To do - From the listing below, pull out every line that contains the string "suit", matching case exactly.

[START Data in this exercise]

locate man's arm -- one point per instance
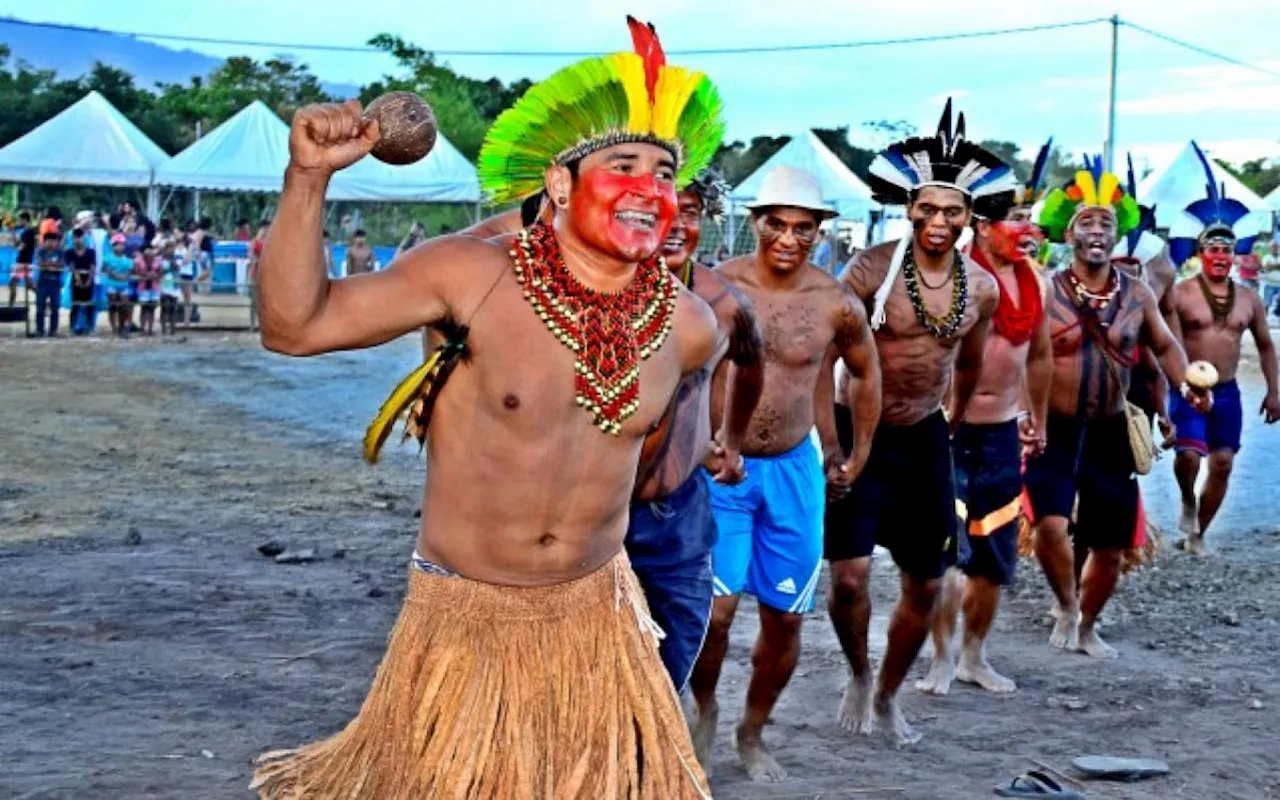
(1266, 359)
(302, 310)
(968, 368)
(856, 348)
(745, 379)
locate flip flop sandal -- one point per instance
(1120, 768)
(1036, 784)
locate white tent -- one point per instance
(250, 151)
(841, 188)
(1182, 183)
(88, 144)
(245, 154)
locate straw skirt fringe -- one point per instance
(494, 691)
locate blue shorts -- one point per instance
(771, 529)
(1206, 433)
(670, 545)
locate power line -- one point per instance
(874, 42)
(1206, 51)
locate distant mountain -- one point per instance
(71, 53)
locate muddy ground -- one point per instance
(147, 649)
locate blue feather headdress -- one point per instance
(1215, 214)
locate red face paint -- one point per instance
(1013, 240)
(1216, 260)
(600, 196)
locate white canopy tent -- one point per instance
(841, 188)
(250, 151)
(1182, 183)
(88, 144)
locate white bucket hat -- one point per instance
(787, 186)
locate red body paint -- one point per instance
(600, 193)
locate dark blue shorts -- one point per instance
(1206, 433)
(905, 499)
(990, 485)
(1091, 458)
(670, 545)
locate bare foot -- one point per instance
(702, 728)
(1189, 520)
(892, 726)
(938, 680)
(976, 670)
(1091, 644)
(757, 759)
(855, 709)
(1065, 635)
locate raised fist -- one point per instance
(330, 136)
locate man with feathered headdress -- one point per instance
(524, 662)
(931, 309)
(672, 530)
(1098, 318)
(1143, 255)
(1214, 312)
(1005, 416)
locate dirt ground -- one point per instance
(147, 649)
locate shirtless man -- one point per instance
(1098, 316)
(771, 524)
(987, 449)
(1143, 255)
(360, 255)
(520, 595)
(672, 530)
(931, 309)
(1214, 311)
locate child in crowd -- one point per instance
(117, 272)
(147, 269)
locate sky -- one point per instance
(1019, 87)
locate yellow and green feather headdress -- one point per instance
(598, 103)
(1092, 188)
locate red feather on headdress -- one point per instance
(649, 49)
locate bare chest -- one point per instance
(795, 330)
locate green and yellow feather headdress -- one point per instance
(1092, 188)
(598, 103)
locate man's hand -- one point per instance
(840, 476)
(330, 136)
(1270, 408)
(726, 466)
(1032, 438)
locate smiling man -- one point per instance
(931, 309)
(1214, 311)
(771, 524)
(1098, 318)
(524, 662)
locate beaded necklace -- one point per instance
(1098, 301)
(1220, 306)
(940, 327)
(608, 332)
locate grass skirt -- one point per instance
(496, 691)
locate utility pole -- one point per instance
(1109, 150)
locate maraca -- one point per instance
(406, 127)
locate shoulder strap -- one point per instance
(1091, 325)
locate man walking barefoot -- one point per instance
(1098, 316)
(1214, 311)
(987, 449)
(771, 524)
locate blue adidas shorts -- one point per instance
(771, 529)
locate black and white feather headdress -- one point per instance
(949, 160)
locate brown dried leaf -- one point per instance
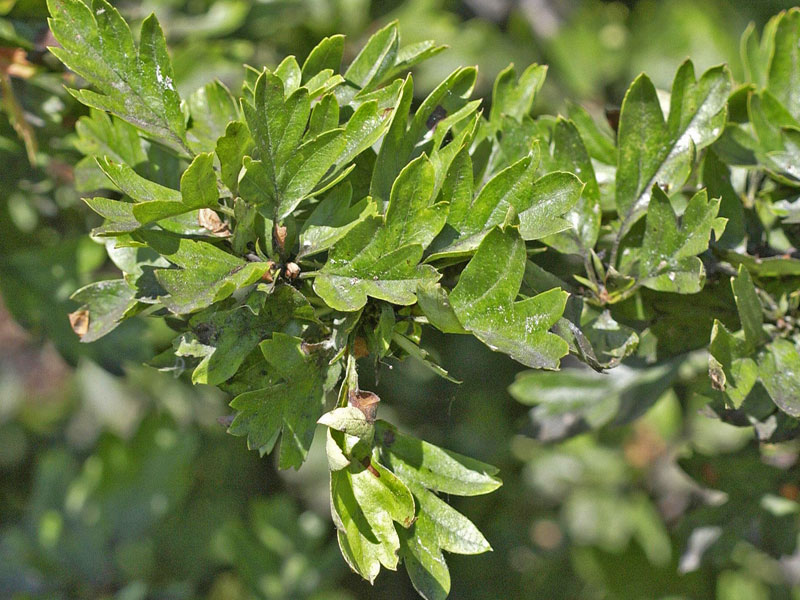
(208, 219)
(79, 321)
(366, 402)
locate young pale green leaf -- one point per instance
(454, 532)
(205, 275)
(290, 407)
(433, 467)
(366, 501)
(668, 258)
(136, 84)
(104, 305)
(332, 219)
(751, 314)
(484, 302)
(783, 78)
(289, 72)
(364, 550)
(652, 151)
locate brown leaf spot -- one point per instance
(612, 116)
(437, 115)
(368, 466)
(366, 402)
(388, 438)
(279, 235)
(208, 219)
(79, 321)
(292, 271)
(360, 349)
(790, 491)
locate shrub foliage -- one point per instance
(316, 220)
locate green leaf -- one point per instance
(668, 260)
(231, 149)
(425, 564)
(198, 190)
(717, 179)
(750, 312)
(365, 503)
(572, 401)
(101, 135)
(514, 98)
(423, 467)
(730, 364)
(411, 217)
(136, 84)
(435, 468)
(379, 256)
(106, 304)
(205, 275)
(484, 302)
(400, 142)
(779, 368)
(228, 336)
(599, 141)
(471, 218)
(362, 265)
(289, 168)
(349, 420)
(551, 197)
(435, 304)
(756, 55)
(375, 59)
(570, 154)
(212, 109)
(783, 79)
(437, 527)
(652, 151)
(325, 55)
(290, 407)
(332, 219)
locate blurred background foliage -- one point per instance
(117, 481)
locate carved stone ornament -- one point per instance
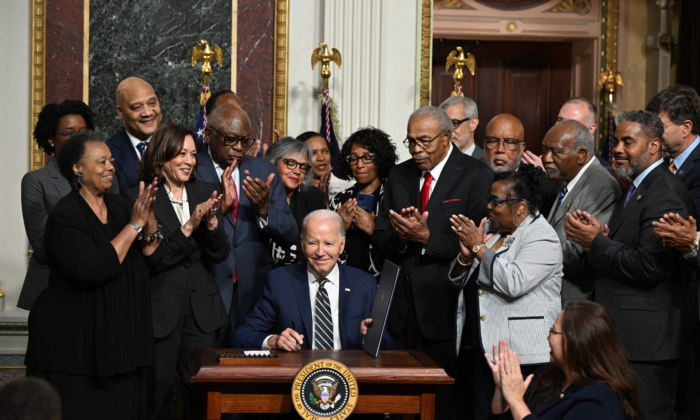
(582, 7)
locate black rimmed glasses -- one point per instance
(508, 143)
(494, 201)
(234, 140)
(292, 164)
(366, 159)
(424, 144)
(457, 123)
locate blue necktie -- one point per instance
(142, 147)
(562, 194)
(323, 320)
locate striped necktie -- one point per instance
(323, 321)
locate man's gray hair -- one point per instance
(583, 138)
(289, 147)
(468, 105)
(435, 114)
(322, 216)
(219, 117)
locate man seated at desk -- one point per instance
(317, 304)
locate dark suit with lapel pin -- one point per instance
(186, 304)
(41, 190)
(249, 254)
(286, 298)
(422, 313)
(126, 160)
(641, 283)
(595, 192)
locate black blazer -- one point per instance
(462, 188)
(126, 160)
(186, 265)
(639, 281)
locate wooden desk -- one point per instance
(401, 381)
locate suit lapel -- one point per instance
(448, 177)
(301, 291)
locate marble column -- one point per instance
(153, 40)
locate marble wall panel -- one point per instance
(153, 40)
(64, 50)
(256, 63)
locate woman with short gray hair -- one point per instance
(291, 157)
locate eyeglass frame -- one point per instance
(236, 139)
(423, 143)
(303, 167)
(506, 145)
(352, 160)
(495, 201)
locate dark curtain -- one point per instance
(689, 45)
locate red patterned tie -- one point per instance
(425, 191)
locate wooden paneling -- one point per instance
(530, 80)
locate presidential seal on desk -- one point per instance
(324, 389)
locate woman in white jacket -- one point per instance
(510, 272)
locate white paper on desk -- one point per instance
(257, 353)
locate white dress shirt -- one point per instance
(135, 141)
(333, 289)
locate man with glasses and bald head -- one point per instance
(414, 230)
(254, 206)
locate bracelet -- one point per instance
(464, 264)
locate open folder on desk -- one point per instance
(380, 310)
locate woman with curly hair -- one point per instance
(44, 187)
(367, 157)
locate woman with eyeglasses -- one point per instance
(367, 157)
(44, 187)
(509, 271)
(588, 377)
(292, 157)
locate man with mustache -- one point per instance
(639, 279)
(413, 227)
(139, 109)
(568, 156)
(254, 206)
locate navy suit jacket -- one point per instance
(126, 160)
(286, 298)
(248, 240)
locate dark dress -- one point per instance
(301, 203)
(358, 245)
(90, 331)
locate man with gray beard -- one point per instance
(639, 279)
(568, 156)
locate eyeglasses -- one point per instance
(424, 144)
(494, 201)
(508, 144)
(234, 140)
(69, 133)
(366, 159)
(292, 164)
(457, 123)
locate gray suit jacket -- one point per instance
(41, 190)
(596, 192)
(519, 288)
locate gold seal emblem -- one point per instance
(324, 389)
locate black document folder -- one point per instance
(380, 310)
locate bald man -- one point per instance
(504, 148)
(255, 210)
(139, 109)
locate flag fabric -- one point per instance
(328, 132)
(202, 118)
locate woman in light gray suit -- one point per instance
(44, 187)
(510, 279)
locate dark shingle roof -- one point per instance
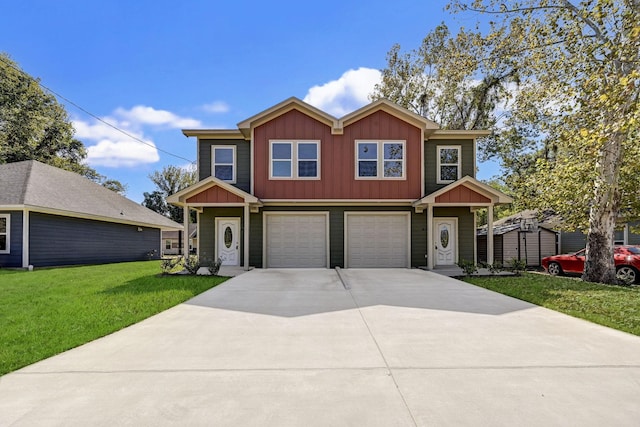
(40, 187)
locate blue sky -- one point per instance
(153, 68)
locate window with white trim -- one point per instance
(448, 168)
(223, 162)
(5, 229)
(294, 160)
(380, 159)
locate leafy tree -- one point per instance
(34, 126)
(578, 108)
(169, 181)
(447, 81)
(156, 201)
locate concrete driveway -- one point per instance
(295, 348)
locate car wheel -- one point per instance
(554, 269)
(626, 274)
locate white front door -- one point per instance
(445, 238)
(228, 240)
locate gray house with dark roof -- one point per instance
(49, 217)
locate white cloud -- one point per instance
(121, 153)
(346, 94)
(216, 107)
(108, 146)
(143, 115)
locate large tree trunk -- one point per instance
(599, 265)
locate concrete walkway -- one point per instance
(295, 348)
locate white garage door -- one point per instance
(296, 240)
(377, 240)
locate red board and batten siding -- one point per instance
(215, 195)
(337, 158)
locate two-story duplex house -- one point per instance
(296, 187)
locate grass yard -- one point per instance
(613, 306)
(45, 312)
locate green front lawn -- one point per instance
(614, 306)
(45, 312)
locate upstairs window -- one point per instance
(224, 163)
(448, 168)
(294, 160)
(380, 160)
(4, 233)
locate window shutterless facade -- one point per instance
(294, 159)
(5, 226)
(449, 164)
(380, 159)
(224, 163)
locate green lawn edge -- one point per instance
(613, 306)
(48, 311)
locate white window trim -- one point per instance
(439, 148)
(233, 165)
(380, 159)
(8, 234)
(294, 159)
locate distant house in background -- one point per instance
(172, 241)
(522, 237)
(573, 241)
(50, 217)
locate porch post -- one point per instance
(185, 233)
(430, 253)
(490, 234)
(246, 237)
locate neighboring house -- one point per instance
(172, 241)
(49, 216)
(567, 241)
(573, 241)
(296, 187)
(520, 236)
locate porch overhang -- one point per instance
(466, 191)
(213, 192)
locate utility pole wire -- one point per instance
(135, 138)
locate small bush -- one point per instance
(468, 267)
(214, 267)
(170, 265)
(191, 264)
(517, 266)
(495, 268)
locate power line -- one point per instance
(135, 138)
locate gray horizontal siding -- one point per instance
(14, 257)
(59, 240)
(243, 160)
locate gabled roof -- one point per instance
(42, 188)
(181, 198)
(285, 106)
(336, 125)
(476, 188)
(391, 108)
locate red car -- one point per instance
(626, 258)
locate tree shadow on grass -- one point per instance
(160, 283)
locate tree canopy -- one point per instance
(34, 126)
(577, 109)
(561, 85)
(168, 181)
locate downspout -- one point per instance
(25, 238)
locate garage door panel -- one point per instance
(377, 240)
(296, 240)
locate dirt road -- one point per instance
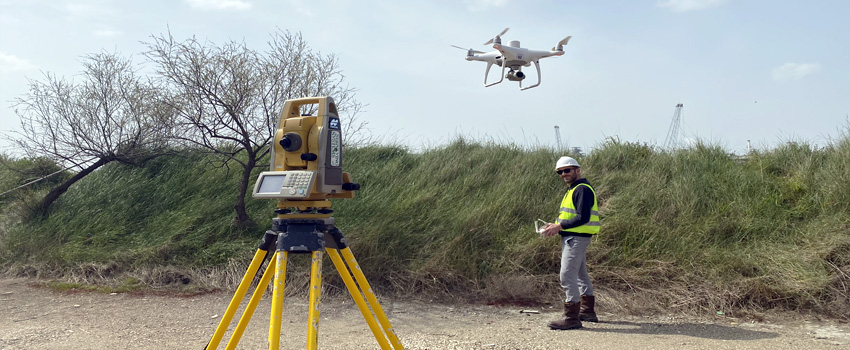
(38, 318)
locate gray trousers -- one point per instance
(574, 277)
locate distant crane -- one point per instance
(675, 134)
(558, 136)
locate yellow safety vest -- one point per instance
(568, 211)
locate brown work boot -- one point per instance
(586, 312)
(570, 320)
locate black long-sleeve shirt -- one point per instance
(583, 199)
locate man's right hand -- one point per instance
(551, 229)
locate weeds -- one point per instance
(692, 230)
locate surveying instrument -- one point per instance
(306, 172)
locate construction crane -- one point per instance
(675, 134)
(558, 136)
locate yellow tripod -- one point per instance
(301, 233)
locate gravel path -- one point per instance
(38, 318)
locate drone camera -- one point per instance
(515, 75)
(306, 157)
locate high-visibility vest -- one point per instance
(568, 211)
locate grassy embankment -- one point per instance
(693, 231)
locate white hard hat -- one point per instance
(566, 161)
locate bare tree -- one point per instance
(111, 115)
(229, 97)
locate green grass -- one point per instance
(693, 229)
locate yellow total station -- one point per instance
(306, 172)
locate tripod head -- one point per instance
(306, 157)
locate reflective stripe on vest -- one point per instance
(568, 211)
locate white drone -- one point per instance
(512, 57)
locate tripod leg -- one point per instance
(358, 297)
(370, 296)
(277, 299)
(252, 305)
(259, 256)
(315, 297)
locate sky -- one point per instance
(766, 71)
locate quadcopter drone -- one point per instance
(512, 57)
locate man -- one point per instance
(578, 222)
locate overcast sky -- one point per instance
(767, 71)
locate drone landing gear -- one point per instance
(301, 236)
(514, 74)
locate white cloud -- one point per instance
(794, 71)
(688, 5)
(9, 63)
(481, 5)
(107, 33)
(219, 4)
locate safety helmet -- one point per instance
(566, 161)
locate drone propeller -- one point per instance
(560, 46)
(469, 52)
(497, 38)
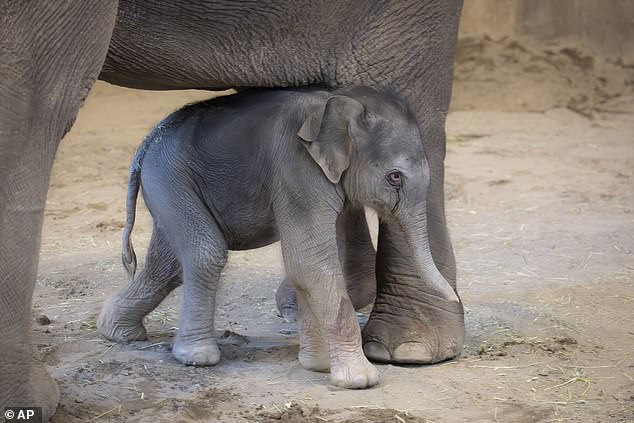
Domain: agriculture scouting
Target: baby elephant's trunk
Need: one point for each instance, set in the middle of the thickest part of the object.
(128, 257)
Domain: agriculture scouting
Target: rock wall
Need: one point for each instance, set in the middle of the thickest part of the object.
(538, 54)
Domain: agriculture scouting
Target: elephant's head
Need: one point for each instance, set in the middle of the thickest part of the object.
(371, 144)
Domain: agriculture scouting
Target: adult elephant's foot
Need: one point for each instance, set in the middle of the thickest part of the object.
(200, 352)
(354, 374)
(121, 321)
(412, 326)
(32, 387)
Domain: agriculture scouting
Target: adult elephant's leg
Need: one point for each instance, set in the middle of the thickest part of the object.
(121, 318)
(408, 323)
(50, 54)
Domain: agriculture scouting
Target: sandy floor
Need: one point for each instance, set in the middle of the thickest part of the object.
(541, 209)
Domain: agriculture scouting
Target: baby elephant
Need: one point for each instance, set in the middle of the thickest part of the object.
(243, 171)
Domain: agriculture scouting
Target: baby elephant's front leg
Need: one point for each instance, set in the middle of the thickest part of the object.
(330, 336)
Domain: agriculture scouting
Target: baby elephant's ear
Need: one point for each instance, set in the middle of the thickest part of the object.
(328, 134)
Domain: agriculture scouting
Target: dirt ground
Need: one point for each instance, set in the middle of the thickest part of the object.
(541, 211)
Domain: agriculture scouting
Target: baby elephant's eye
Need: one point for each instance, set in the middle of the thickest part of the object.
(395, 179)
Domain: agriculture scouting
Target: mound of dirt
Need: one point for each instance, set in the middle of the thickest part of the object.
(516, 74)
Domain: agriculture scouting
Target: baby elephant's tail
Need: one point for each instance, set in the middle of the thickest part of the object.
(128, 257)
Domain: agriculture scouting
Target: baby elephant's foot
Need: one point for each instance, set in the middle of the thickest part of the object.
(315, 361)
(196, 353)
(120, 324)
(354, 374)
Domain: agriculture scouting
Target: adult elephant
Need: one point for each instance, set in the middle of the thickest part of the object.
(52, 52)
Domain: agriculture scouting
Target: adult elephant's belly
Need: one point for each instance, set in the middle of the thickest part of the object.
(218, 45)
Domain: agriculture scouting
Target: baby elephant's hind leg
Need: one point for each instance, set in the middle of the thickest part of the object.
(121, 318)
(203, 256)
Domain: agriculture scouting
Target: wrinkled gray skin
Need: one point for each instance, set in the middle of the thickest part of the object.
(52, 52)
(243, 171)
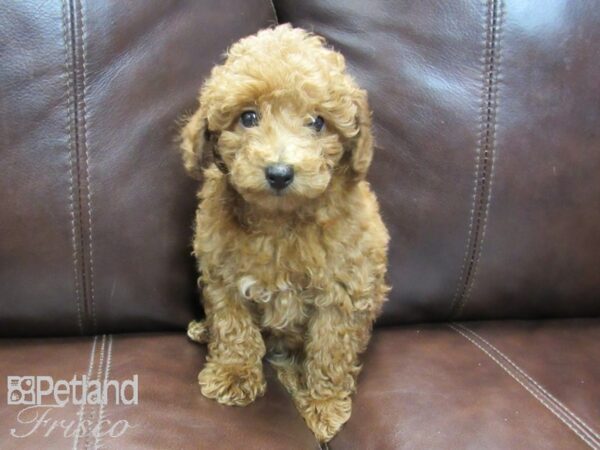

[END Data in this exercise]

Response to this task -
locate dark suit with lapel pin -- one point per instance
locate suit lapel -- one point per instance
locate navy suit jacket -- one point per instance
locate gray suit jacket -- one point per instance
locate woman in light gray suit -- one point per instance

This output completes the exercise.